*** Opening of The data ***

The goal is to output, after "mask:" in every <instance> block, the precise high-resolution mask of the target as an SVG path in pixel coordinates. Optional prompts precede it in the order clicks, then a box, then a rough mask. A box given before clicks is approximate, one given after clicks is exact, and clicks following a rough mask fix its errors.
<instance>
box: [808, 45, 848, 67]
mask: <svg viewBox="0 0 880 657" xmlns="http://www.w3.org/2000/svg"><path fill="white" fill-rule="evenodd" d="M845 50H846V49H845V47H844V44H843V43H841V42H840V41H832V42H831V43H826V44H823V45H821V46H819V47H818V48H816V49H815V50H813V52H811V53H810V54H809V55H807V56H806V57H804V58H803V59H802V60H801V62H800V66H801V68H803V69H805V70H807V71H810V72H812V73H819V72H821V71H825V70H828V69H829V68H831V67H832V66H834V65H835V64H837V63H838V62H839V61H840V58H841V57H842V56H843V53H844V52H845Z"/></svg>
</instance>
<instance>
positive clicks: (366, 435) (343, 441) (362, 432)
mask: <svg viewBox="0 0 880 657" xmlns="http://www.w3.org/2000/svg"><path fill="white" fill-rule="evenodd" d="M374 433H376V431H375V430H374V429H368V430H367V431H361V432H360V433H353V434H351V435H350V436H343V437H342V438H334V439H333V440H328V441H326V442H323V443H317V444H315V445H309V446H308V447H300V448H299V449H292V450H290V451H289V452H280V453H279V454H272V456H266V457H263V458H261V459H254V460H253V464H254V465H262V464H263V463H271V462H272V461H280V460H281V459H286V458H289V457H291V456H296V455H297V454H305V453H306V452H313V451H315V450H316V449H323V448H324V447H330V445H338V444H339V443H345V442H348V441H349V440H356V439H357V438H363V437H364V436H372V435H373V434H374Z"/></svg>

*** Close of The data ***
*** Opening of The data ***

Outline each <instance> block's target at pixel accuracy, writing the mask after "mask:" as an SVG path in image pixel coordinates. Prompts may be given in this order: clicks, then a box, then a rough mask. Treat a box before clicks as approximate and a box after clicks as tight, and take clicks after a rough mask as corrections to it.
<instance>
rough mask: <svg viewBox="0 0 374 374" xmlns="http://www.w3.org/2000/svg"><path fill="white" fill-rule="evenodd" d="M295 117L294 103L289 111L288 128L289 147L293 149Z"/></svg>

*** Close of The data ***

## Your objective
Tally the lines of the data that hold the string "target". Answer with the number and nothing more.

## Answer space
2